## Excerpt

——

Implement `List::basic_iterator` which will create `iterator` and `const_iterator` for you. Write the following functions, which are **different from those of the Random Access Iterator from `Vector`.** If you reuse that code, it will not work at all because the list iterator is a **Bidirectional Iterator**.

     Implement the following functions for `basic_iterator`:

----
`basic_iterator() noexcept` - Default Constructor

**Description:** Create a default `basic_iterator`.

**Complexity: O(1)**

**Used in:** `iterator`

----
`reference operator*() const`

**Description:** Dereference the pointer, returning a reference to the value in the managed node. **Do not return a reference to the `Node`, but instead return a reference to its managed data.**

**Complexity: O(1)**

**Used in:** Frequently Utilized

----
`pointer operator->() const`

**Description:** Return a pointer to the data managed by `Node`. **Do not return a pointer to the `Node`, but instead return a pointer to its managed data.**

**Complexity: O(1)**

**Used in:** `iterator`, `build_deck`

----
`basic_iterator& operator++()`

**Description:** **Prefix Increment.** Advance the iterator so that it points to the next node in the list. Return a reference to this iterator.

——

(Dataset entries)
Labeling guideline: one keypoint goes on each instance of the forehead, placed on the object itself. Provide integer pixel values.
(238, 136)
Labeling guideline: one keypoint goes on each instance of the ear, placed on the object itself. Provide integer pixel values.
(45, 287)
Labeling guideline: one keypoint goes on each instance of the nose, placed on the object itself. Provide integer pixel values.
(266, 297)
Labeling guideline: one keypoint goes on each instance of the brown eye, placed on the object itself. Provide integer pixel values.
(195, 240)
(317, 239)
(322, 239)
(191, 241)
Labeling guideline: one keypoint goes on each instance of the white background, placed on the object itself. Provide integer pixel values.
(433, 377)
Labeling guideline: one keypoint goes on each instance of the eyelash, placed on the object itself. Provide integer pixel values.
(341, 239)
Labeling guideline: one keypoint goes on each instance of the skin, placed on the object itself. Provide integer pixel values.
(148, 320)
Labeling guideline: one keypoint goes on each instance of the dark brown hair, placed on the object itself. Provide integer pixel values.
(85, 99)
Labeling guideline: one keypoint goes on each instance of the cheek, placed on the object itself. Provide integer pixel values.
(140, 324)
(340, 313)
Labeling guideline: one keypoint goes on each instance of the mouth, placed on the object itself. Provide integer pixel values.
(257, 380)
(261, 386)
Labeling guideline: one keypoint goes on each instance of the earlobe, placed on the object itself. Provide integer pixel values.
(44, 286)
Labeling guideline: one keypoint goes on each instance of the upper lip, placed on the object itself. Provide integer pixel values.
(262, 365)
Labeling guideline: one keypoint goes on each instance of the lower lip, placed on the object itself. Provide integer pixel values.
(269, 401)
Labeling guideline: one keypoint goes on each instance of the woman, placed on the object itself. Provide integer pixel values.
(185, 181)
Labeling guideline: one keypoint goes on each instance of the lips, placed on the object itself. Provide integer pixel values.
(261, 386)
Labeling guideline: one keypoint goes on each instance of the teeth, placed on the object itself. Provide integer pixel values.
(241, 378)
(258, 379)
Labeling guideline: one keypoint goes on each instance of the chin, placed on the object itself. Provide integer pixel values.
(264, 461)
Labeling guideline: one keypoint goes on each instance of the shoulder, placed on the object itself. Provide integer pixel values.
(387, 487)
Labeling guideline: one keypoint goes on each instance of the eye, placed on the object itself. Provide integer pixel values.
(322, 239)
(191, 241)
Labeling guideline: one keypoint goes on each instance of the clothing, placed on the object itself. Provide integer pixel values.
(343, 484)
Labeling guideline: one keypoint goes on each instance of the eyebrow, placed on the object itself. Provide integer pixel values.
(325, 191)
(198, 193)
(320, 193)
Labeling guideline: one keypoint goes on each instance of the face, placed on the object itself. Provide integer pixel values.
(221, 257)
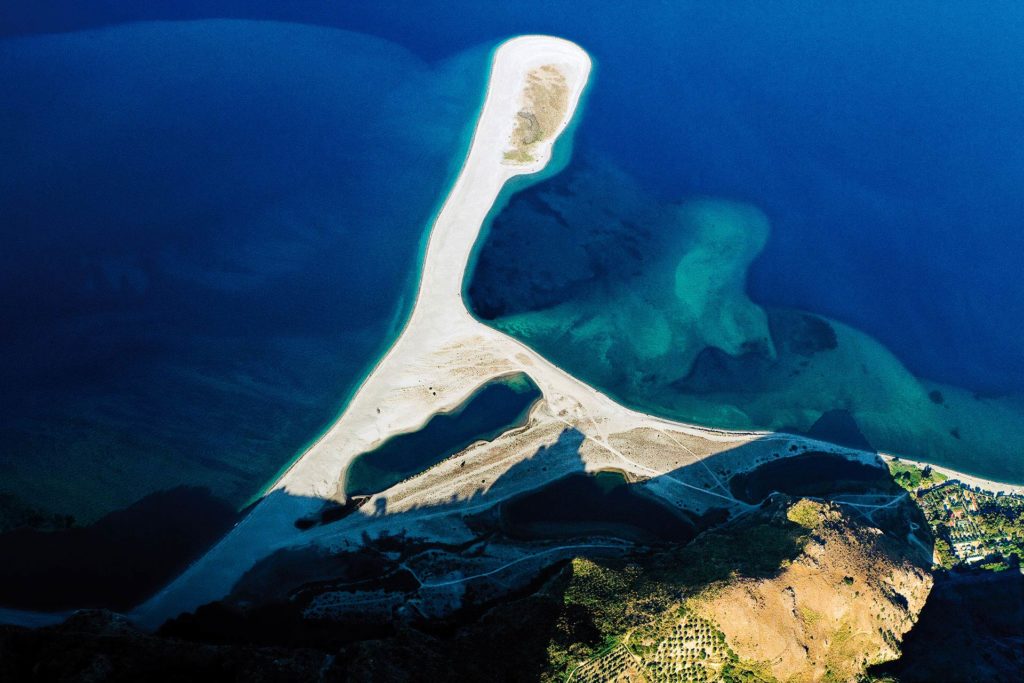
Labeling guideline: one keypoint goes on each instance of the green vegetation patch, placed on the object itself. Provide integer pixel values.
(911, 477)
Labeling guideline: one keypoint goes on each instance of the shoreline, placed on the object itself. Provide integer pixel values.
(440, 357)
(963, 477)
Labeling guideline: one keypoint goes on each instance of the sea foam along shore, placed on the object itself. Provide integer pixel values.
(388, 402)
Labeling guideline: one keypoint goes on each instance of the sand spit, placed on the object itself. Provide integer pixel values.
(443, 354)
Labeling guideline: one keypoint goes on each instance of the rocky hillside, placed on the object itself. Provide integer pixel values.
(794, 590)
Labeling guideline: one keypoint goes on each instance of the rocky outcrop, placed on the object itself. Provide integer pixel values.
(845, 602)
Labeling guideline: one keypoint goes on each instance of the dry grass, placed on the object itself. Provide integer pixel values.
(545, 104)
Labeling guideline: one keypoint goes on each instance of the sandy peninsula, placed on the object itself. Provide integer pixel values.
(443, 354)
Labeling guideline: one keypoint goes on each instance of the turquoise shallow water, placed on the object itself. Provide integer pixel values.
(186, 245)
(647, 300)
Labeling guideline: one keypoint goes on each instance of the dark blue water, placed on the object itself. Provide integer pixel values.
(246, 273)
(211, 229)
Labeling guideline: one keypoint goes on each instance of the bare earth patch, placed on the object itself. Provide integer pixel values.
(545, 102)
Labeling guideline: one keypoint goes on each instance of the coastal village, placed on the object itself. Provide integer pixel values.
(972, 526)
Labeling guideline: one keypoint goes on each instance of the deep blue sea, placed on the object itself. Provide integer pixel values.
(210, 228)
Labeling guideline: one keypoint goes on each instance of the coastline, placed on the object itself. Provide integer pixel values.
(442, 355)
(963, 477)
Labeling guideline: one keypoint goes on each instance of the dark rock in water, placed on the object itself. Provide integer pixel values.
(714, 371)
(801, 334)
(840, 427)
(116, 562)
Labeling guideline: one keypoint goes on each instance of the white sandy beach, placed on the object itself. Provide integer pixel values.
(442, 355)
(971, 480)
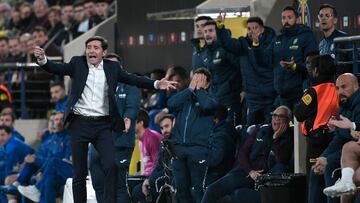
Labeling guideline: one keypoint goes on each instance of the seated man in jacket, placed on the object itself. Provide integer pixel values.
(222, 147)
(148, 190)
(12, 155)
(347, 88)
(56, 145)
(267, 149)
(195, 109)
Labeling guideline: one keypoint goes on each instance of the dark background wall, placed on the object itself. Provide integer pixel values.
(163, 43)
(349, 8)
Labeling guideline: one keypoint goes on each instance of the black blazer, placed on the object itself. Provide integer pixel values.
(78, 70)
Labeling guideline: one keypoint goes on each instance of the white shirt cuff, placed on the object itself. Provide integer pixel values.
(156, 84)
(42, 61)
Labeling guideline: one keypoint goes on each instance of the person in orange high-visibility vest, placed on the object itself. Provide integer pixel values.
(319, 103)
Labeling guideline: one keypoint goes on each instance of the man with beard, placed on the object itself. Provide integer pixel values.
(225, 82)
(162, 171)
(198, 42)
(286, 54)
(259, 95)
(348, 91)
(319, 103)
(268, 149)
(328, 18)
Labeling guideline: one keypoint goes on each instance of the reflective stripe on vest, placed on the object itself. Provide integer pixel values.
(327, 105)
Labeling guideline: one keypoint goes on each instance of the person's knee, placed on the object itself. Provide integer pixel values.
(350, 147)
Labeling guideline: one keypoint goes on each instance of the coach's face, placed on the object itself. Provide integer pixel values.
(94, 52)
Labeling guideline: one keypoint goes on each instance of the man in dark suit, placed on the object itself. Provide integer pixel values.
(91, 109)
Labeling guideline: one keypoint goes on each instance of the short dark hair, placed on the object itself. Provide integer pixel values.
(61, 84)
(144, 117)
(55, 9)
(291, 8)
(165, 116)
(104, 43)
(180, 71)
(203, 18)
(255, 19)
(210, 22)
(4, 38)
(325, 65)
(159, 73)
(7, 129)
(12, 115)
(39, 29)
(329, 6)
(204, 71)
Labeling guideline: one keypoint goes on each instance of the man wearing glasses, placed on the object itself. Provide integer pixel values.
(268, 149)
(328, 18)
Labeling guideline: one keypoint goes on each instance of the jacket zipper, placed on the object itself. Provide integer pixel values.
(186, 120)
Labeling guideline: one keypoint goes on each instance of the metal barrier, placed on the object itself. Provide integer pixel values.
(353, 42)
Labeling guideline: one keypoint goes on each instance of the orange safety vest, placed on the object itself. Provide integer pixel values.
(6, 91)
(327, 106)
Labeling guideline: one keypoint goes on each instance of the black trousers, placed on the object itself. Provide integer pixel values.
(98, 133)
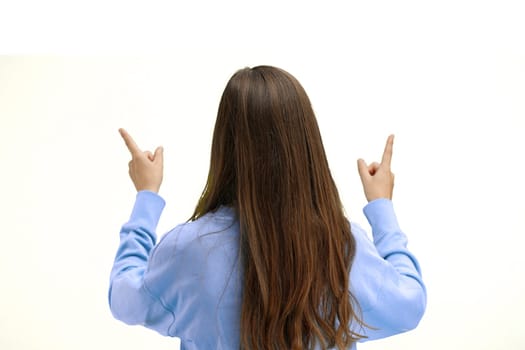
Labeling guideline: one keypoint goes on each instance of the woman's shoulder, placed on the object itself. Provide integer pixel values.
(222, 221)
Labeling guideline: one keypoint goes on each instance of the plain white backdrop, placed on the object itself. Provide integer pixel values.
(447, 78)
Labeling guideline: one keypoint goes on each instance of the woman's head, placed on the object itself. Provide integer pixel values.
(268, 161)
(266, 134)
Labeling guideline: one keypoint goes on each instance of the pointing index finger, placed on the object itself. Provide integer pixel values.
(130, 143)
(387, 154)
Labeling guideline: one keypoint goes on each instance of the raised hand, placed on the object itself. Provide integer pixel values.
(377, 178)
(145, 168)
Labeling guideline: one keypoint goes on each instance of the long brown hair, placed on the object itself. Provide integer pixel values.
(296, 248)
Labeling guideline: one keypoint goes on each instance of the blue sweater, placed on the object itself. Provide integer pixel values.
(188, 285)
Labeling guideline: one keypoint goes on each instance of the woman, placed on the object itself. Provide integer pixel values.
(268, 259)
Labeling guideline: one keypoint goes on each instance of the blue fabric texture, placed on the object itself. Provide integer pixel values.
(188, 285)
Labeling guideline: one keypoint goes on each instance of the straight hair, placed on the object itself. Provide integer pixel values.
(296, 248)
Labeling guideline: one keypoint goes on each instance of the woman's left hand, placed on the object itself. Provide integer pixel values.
(145, 168)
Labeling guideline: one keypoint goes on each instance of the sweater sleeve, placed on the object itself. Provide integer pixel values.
(386, 277)
(129, 298)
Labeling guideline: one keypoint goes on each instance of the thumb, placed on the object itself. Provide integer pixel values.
(362, 167)
(159, 155)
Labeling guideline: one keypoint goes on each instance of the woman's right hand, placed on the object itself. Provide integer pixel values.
(377, 178)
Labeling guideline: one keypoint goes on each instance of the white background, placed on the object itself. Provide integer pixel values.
(447, 78)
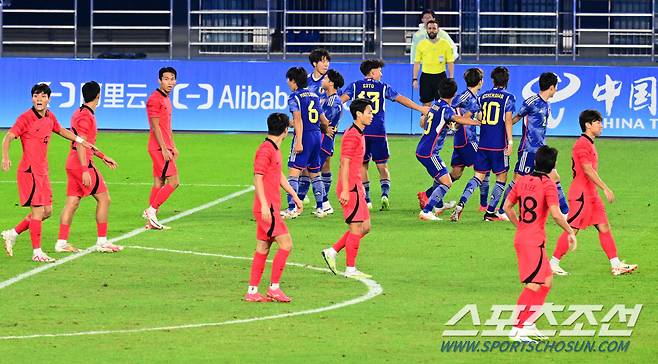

——

## Exercise aim
Can you go on with the list iterator specification above, picking up right after its description of the prefix increment?

## Solved problem
**Complexity: O(1)** 

**Used in:** `iterator` & Frequently Utilized

----
`basic_iterator operator++(int)`

**Decription:** **Postfix Increment.** Advance the iterator so that it points to the next node in the list. Return a copy of the iterator from before it was advanced.

**Complexity: O(1)**

**Used in:** `iterator` & Frequently Utilized

----
`basic_iterator& operator--()`

**Description:** **Prefix Decrement.** Retreat the iterator so that it points to the previous node in the list. Return a reference to this iterator.

**Complexity: O(1)**

**Used in:** `iterator` & Frequently Utilized

----
`basic_iterator operator--(int)`

**Description:** **Postfix Decrement.** Retreat the iterator so that it points to the previous node in the list. Return a copy of the iterator from before it was retreated.

**Complexity: O(1)**

**Used in:** `iterator` & Frequently Utilized

----
`bool operator==(const basic_iterator& other) const noexcept`

**Description:** Compare two iterators and determine if they are equivalent.

**Complexity: O(1)**

**Used in:** `iterator` & Frequently Utilized

----
`bool operator!=(const basic_iterator& other) const noexcept`

**Description:** Compare two iterators and determine if they are not equivalent.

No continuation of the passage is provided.